- [DIRECTIVE]:
Reproduce all of the entries below word for word, but leave out the pictures.

begin

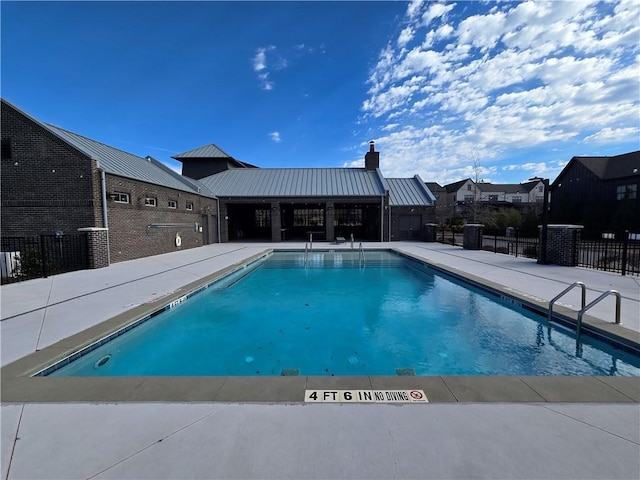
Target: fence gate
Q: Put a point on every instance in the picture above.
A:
(25, 258)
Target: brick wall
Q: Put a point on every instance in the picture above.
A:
(98, 246)
(130, 234)
(415, 219)
(562, 243)
(46, 184)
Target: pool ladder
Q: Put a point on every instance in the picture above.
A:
(584, 308)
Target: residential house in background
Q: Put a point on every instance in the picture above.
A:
(601, 193)
(465, 198)
(441, 210)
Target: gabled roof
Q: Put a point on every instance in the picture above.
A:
(435, 187)
(124, 164)
(610, 168)
(296, 182)
(606, 168)
(506, 187)
(211, 151)
(118, 162)
(409, 192)
(206, 151)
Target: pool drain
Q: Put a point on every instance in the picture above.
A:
(102, 361)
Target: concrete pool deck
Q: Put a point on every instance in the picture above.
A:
(579, 427)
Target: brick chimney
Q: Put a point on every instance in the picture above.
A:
(372, 158)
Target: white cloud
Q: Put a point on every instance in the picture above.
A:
(516, 76)
(609, 134)
(436, 10)
(405, 36)
(275, 136)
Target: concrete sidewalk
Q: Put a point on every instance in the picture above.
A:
(242, 440)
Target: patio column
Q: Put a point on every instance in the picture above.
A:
(562, 244)
(277, 234)
(330, 221)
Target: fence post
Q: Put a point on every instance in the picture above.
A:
(625, 247)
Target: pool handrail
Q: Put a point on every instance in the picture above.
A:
(597, 300)
(565, 291)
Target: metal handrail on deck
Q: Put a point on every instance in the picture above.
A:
(565, 291)
(597, 300)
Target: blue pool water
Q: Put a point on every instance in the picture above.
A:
(334, 317)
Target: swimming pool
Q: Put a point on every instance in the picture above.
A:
(333, 315)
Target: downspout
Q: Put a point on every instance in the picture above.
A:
(105, 217)
(218, 204)
(382, 218)
(389, 220)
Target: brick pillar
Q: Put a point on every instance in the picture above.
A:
(472, 239)
(98, 242)
(330, 221)
(276, 223)
(430, 232)
(562, 244)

end

- [RESPONSE]:
Target: fence gate
Q: Put a point on every instance in the picture above.
A:
(25, 258)
Target: brick wall
Q: Put a point on every instance in the picture above.
A:
(98, 246)
(130, 234)
(415, 219)
(562, 243)
(46, 184)
Target: pool ladder
Q: Put a point on every instance in the picture above.
A:
(584, 308)
Target: residential house in background
Q: Put a point on every instance in the picture above.
A:
(601, 193)
(465, 198)
(441, 210)
Target: gabled roof
Q: Put a point on every instance in the picture above.
A:
(435, 187)
(124, 164)
(610, 168)
(296, 182)
(606, 168)
(506, 187)
(211, 151)
(118, 162)
(409, 192)
(206, 151)
Target: pool drain
Q: Put a point on every instance in the picture above.
A:
(102, 361)
Target: concrete pool deck
Q: Put a point on every instance in the picture above.
A:
(579, 427)
Target: brick chimney
Q: Put a point on every instance in the picture above.
A:
(372, 158)
Target: white cloud
Q: Put a point on every instance in the picture above.
A:
(516, 76)
(609, 134)
(436, 10)
(405, 36)
(275, 136)
Target: concrete sidewalk
Q: Put a point on every instance in the picture above.
A:
(242, 440)
Target: patio column
Q: Put a point on every instance in the picture above.
A:
(562, 244)
(277, 234)
(330, 221)
Target: fence post
Q: Put a point on every instance in the picture above.
A:
(625, 247)
Target: pool handrail
Q: Put a point on every instance in the picture above.
A:
(597, 300)
(565, 291)
Target: metal handrail on deck
Q: Put a point on every instance in the picture above.
A:
(565, 291)
(597, 300)
Target: blue pool water
Q: Put a point on every instance in the picture above.
A:
(334, 317)
Target: swimming pool
Q: Put a point on every instance in the picture above.
A:
(333, 315)
Target: downspout
Q: Put a point on every instance in the picture above.
A:
(105, 217)
(218, 204)
(382, 218)
(389, 220)
Target: brick pillar
Q: Put a point on every instance in the picture above.
A:
(472, 239)
(98, 242)
(330, 221)
(276, 223)
(430, 232)
(562, 244)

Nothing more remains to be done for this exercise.